TASK DIRECTIONS: From the entries below, copy exactly the lines from the one that contains "Target: rear window" through the one that contains "Identify one point per instance of the taillight", both included, and only those.

(Point-per-instance localization data)
BEGIN
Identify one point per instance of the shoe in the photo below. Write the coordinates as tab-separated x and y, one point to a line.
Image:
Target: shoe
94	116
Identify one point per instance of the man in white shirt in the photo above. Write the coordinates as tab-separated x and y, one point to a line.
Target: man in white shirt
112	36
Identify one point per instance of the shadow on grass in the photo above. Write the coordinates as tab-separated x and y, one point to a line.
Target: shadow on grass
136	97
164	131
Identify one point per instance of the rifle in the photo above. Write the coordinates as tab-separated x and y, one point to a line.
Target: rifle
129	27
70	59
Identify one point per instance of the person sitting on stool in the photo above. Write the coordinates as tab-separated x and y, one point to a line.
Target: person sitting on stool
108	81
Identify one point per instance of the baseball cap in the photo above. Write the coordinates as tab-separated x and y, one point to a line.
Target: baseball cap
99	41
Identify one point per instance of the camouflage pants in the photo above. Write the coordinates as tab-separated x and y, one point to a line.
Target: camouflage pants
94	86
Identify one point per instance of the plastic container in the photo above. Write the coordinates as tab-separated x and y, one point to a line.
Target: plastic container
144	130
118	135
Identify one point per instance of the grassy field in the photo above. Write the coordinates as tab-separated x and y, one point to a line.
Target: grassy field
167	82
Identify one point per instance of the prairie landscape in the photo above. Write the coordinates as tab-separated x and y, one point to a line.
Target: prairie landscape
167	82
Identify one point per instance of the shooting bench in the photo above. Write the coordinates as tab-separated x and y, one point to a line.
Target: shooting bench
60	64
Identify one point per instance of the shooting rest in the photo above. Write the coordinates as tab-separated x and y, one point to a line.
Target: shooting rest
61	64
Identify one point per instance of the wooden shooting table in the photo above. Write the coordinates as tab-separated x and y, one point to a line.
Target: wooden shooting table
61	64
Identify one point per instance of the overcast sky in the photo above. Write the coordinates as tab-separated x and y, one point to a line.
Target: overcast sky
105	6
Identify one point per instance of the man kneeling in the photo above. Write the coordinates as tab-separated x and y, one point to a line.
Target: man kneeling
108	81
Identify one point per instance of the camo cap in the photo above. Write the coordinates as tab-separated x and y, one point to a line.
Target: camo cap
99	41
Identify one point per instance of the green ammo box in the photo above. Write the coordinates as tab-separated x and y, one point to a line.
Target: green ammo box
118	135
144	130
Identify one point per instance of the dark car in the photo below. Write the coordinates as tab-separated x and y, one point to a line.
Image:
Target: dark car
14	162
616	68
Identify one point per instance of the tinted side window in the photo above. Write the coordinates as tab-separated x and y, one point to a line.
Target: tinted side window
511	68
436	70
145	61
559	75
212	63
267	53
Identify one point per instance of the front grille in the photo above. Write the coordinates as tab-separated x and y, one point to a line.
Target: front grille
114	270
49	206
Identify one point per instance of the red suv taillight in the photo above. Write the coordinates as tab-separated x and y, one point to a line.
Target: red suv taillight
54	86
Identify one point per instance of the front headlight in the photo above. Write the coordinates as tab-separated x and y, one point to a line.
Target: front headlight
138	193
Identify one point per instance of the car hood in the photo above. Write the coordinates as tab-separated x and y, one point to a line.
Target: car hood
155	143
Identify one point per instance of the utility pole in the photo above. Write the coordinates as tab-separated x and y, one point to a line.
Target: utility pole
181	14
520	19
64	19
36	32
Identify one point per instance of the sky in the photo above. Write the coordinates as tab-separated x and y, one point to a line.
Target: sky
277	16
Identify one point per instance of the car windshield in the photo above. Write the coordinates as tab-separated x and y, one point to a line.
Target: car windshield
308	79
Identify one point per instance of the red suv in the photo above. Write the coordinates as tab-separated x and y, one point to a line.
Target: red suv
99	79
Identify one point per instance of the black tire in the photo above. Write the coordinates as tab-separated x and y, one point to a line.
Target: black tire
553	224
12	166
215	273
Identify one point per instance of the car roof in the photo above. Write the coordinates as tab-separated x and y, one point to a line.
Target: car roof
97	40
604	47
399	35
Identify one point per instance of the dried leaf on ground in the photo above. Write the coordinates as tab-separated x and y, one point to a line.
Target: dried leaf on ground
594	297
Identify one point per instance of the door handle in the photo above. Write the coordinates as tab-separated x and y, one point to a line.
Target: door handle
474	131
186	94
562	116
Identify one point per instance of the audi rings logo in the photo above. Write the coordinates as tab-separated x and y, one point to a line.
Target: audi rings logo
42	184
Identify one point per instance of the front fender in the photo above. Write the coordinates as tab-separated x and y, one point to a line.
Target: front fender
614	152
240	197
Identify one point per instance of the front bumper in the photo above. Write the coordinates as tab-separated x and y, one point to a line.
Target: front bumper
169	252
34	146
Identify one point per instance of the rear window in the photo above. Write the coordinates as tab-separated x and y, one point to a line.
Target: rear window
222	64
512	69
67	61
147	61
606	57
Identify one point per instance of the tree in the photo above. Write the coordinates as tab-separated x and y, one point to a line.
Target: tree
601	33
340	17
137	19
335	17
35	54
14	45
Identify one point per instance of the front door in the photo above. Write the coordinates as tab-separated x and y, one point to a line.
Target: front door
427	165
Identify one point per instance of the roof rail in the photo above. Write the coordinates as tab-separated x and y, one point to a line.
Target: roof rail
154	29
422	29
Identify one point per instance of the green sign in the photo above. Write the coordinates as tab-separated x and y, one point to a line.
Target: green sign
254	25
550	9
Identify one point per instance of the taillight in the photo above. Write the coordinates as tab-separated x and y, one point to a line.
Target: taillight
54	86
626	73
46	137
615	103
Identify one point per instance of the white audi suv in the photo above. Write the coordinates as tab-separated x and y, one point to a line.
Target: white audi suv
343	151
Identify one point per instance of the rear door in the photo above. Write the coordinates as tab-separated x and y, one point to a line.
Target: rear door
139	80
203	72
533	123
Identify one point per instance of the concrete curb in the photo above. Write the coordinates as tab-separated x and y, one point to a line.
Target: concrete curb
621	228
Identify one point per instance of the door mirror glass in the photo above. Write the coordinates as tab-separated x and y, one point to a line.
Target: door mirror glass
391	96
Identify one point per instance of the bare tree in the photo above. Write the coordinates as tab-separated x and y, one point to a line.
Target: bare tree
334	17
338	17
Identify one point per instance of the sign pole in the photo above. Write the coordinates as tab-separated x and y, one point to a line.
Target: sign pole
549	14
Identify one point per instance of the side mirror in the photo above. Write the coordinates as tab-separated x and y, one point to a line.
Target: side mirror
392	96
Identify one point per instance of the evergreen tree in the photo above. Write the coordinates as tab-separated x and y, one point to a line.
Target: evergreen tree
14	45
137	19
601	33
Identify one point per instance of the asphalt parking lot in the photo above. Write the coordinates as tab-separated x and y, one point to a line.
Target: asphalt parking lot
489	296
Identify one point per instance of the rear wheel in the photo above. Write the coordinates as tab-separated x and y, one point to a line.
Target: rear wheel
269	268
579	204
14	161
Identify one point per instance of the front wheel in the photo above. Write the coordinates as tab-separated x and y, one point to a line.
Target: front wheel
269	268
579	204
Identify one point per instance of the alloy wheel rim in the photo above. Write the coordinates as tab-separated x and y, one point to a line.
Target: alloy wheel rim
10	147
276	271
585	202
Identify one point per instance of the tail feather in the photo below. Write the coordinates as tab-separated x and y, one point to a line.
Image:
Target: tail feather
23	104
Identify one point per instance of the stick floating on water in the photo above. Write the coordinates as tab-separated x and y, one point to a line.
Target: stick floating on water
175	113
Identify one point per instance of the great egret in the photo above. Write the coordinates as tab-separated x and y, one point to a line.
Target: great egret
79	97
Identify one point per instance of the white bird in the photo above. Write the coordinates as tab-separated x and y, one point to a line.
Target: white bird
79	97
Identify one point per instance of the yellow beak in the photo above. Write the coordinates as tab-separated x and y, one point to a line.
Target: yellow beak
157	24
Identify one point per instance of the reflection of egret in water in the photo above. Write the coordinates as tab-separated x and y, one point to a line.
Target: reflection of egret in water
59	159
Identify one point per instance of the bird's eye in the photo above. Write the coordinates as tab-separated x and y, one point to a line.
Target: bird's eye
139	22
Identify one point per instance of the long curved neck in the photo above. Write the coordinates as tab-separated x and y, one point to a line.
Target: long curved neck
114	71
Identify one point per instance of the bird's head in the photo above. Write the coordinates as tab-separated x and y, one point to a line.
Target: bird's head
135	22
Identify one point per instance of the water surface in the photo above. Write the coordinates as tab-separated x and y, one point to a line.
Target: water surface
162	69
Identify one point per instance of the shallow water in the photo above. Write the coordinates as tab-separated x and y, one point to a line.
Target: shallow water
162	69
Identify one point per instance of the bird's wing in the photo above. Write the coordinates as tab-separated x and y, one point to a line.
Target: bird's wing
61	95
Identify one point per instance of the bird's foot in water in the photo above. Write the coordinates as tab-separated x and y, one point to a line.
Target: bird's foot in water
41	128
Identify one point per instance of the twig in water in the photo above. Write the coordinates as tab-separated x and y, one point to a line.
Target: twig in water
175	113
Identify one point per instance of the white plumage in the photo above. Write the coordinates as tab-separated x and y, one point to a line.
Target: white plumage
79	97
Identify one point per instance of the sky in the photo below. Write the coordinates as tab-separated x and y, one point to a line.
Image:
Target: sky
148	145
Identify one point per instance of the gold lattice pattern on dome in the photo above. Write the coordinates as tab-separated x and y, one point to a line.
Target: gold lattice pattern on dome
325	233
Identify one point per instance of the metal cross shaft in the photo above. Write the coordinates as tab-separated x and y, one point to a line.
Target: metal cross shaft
END
WRITTEN SOLUTION:
Target: rear window
222	64
512	69
67	61
147	61
606	57
Identify one point per instance of the tree in the photo above. Write the coordinates as tab-separated x and y, one point to a line.
Target: tree
601	33
340	17
137	19
335	17
35	54
14	45
Identify one point per instance of the front door in the photo above. Write the coordinates as tab-separated x and y, one point to a line.
Target: front door
427	165
Identify one point per instance of the roof rail in the photo above. Write the coordinates as tab-separated x and y, one point to a line.
Target: roof rail
154	29
422	29
Identify one point per instance of the green sign in the photo above. Write the coordinates as tab-separated x and y, one point to a line.
Target: green sign
254	25
550	9
Identify one point per instance of the taillight in the photo above. Write the coordinates as tab-separated x and y, one point to a line.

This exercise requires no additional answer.